== PASSAGE SHOWN

Dr. Phillip Saccone has recently completed a Medical Affairs internship at Ferring Pharmaceuticals for six months. Please read below for his personal experience regarding this exciting internship opportunity.
Dr. Phillip Saccone’s Experience (Medical Affairs Internship at Ferring Pharmaceuticals)
My experience as an industry intern: mentorship matters
During my time in graduate school, I received two particularly salient pieces of advice that, in retrospect, have made the greatest impact on both my graduate training and professional career: engage multiple mentors, and develop these relationships symbiotically. Such associations empower you to refine your interests, and unlock, or sometimes create, opportunities when the right circumstances are presented. My journey to Ferring Pharmaceuticals, and subsequent transition from intern to full-time employee was precisely the result of this kind of engagement.
At the University of Michigan, I was fortunate to be mentored by Dr. James Woods, who encouraged my independence and autonomy, and whose enthusiasm for science attracted a diverse group of people to the lab. Training in such an environment exposed me to opportunities beyond the traditional academic path, and gave me the confidence to pursue non-conventional prospects.

====
== GIVEN INFORMATION

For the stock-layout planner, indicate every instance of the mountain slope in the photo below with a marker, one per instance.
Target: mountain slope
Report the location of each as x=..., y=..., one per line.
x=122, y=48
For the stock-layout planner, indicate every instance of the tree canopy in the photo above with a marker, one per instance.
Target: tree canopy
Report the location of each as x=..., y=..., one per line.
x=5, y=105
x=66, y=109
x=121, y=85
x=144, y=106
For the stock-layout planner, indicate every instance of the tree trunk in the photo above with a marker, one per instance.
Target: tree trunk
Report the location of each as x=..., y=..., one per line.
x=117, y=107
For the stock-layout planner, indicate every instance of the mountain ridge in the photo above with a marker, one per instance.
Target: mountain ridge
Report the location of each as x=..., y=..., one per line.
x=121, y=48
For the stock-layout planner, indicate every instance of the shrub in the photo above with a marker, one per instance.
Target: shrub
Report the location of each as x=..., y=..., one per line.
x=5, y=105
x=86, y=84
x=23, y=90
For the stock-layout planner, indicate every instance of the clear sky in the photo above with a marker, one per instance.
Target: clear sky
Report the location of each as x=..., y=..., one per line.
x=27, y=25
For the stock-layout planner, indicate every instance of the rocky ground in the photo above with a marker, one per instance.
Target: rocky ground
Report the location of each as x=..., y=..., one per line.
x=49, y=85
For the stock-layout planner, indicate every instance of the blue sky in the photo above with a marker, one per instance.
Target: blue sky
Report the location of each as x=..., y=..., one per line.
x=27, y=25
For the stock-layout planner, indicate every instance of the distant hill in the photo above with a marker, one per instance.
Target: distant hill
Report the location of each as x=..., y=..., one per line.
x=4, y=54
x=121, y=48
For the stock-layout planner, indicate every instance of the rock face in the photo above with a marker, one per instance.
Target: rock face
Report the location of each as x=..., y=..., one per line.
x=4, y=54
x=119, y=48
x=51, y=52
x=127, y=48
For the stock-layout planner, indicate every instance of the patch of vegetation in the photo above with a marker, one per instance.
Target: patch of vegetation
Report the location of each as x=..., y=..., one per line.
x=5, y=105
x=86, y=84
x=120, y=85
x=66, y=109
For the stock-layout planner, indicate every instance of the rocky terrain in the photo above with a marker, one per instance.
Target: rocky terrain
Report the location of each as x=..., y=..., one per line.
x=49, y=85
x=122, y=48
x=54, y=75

====
== GIVEN INFORMATION

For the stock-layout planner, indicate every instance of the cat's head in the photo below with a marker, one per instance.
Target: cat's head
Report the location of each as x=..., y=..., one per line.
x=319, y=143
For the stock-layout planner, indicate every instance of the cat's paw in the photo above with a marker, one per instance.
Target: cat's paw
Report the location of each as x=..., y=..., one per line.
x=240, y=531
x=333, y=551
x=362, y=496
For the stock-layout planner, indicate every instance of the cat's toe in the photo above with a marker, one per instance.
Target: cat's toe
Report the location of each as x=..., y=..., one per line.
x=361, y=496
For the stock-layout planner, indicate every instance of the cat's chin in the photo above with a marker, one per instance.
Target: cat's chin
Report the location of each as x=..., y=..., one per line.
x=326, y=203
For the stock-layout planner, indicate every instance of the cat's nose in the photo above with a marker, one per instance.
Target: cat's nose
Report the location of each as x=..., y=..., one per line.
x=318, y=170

====

LIST OF TASKS →
a: Using the internship account, answer each question briefly:
(i) How long did the Medical Affairs internship at Ferring Pharmaceuticals last?
(ii) What were the two pieces of advice received during graduate school?
(iii) Who mentored the writer at the University of Michigan?
b: Extract the part of the internship account between "My experience as" and "kind of engagement.", inclusive, copying it word for word.
Answer using only the internship account, not the entries.

TASK-BY-TASK OUTPUTS →
a:
(i) Six months.
(ii) Engage multiple mentors, and develop these relationships symbiotically.
(iii) Dr. James Woods.

b:
My experience as an industry intern: mentorship matters
During my time in graduate school, I received two particularly salient pieces of advice that, in retrospect, have made the greatest impact on both my graduate training and professional career: engage multiple mentors, and develop these relationships symbiotically. Such associations empower you to refine your interests, and unlock, or sometimes create, opportunities when the right circumstances are presented. My journey to Ferring Pharmaceuticals, and subsequent transition from intern to full-time employee was precisely the result of this kind of engagement.